Could you return every record below word for word, leaving out the pictures?

Stored data entries
══════

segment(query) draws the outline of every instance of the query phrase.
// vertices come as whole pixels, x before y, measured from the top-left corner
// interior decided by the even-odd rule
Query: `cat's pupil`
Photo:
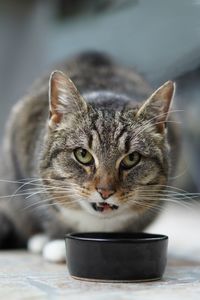
[[[130,159],[131,161],[134,161],[134,159],[135,159],[135,153],[129,154],[129,159]]]
[[[82,157],[85,157],[86,154],[87,154],[87,150],[81,149],[81,156],[82,156]]]

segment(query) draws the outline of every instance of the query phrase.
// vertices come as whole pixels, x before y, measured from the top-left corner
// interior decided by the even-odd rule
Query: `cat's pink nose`
[[[101,197],[104,200],[108,199],[110,196],[112,196],[115,193],[114,190],[103,189],[103,188],[97,188],[97,192],[101,195]]]

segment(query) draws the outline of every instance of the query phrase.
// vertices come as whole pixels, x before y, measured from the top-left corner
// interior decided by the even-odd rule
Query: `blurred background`
[[[200,190],[200,0],[0,0],[0,135],[35,79],[82,50],[103,50],[153,87],[177,82],[185,164]],[[183,184],[184,182],[184,184]]]

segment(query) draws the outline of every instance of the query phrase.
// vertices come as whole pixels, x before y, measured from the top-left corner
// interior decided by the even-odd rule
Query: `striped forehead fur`
[[[153,126],[146,126],[145,122],[137,124],[134,115],[131,120],[127,113],[106,108],[94,108],[90,114],[79,117],[76,117],[76,113],[73,117],[72,115],[70,118],[69,115],[64,118],[58,128],[58,135],[62,131],[64,136],[70,137],[67,143],[69,146],[95,148],[96,144],[96,148],[104,148],[107,154],[116,150],[128,153],[130,149],[142,150],[143,153],[149,154],[153,148],[160,157],[156,144],[162,143],[163,137],[155,132]],[[149,147],[147,143],[150,143]]]

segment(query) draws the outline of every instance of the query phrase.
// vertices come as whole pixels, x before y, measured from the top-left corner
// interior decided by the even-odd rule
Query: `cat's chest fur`
[[[123,211],[112,217],[93,216],[83,210],[62,208],[62,218],[74,231],[123,231],[138,219],[138,213]],[[134,229],[133,229],[134,230]]]

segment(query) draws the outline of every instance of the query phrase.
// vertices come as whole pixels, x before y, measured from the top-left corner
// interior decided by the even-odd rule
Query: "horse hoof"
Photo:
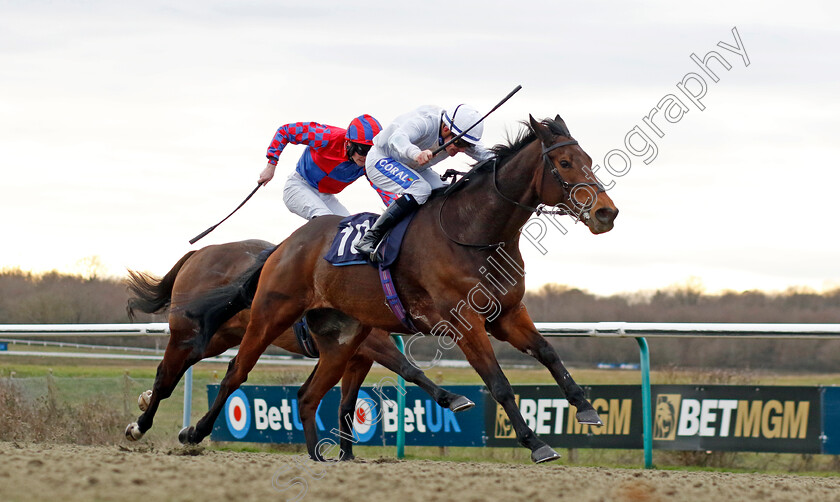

══════

## Response box
segment(query) draws the outline of every instance of the query phrase.
// vertices come as whole pixels, x before y, measured from the top-left corner
// interior decided by the even-odd rule
Query: `cat's pupil`
Photo:
[[[130,159],[131,161],[134,161],[134,159],[135,159],[135,153],[129,154],[129,159]]]
[[[82,157],[85,157],[86,154],[87,154],[87,150],[81,149],[81,156],[82,156]]]

segment(query) draws the outline of every instance of the query phrase.
// vertices come as whole pixels, x before y, measured from the top-left corner
// interior decided by the even-odd rule
Query: `cat's pink nose`
[[[101,197],[104,200],[108,199],[110,196],[112,196],[115,193],[114,190],[103,189],[103,188],[97,188],[97,192],[101,195]]]

segment(query) draws the outline of every instance of the query phrase.
// vertices come as whole pixels, x before y, measured from the top-left corner
// interior decided by the even-odd rule
Query: `blurred background`
[[[200,190],[200,0],[0,0],[0,135],[35,79],[82,50],[103,50],[153,87],[177,82],[185,164]],[[183,184],[184,182],[184,184]]]

segment(query) draws the outline of every instance of the query phrase.
// vertices come as whole pixels, x before y, measured from the top-left corner
// interior decided by the even-odd rule
Query: `striped forehead fur`
[[[153,126],[146,126],[145,122],[137,124],[134,115],[131,120],[127,113],[106,108],[94,108],[90,114],[79,117],[76,117],[76,113],[73,117],[72,115],[70,118],[69,115],[64,118],[58,128],[58,135],[62,131],[64,136],[70,137],[67,143],[69,146],[95,148],[96,144],[96,148],[104,148],[107,154],[116,150],[128,153],[130,149],[142,150],[143,153],[149,154],[153,148],[160,157],[156,144],[162,143],[163,137],[155,132]],[[149,147],[147,143],[150,143]]]

segment(query) draws the outline of every instance of the query phrase.
// vertices come as whole pixels, x before y, measured from the top-left corner
// interior decided by the even-odd rule
Query: `cat's chest fur`
[[[123,211],[112,217],[93,216],[83,210],[62,208],[62,218],[74,231],[123,231],[138,219],[138,213]],[[134,229],[133,229],[134,230]]]

segment(query) draws the outline of every instance of the query phrase.
// vertices come as whole pixels, x before y, measured from the top-left corner
// interior decided by the even-odd rule
Query: "horse hoof"
Photo:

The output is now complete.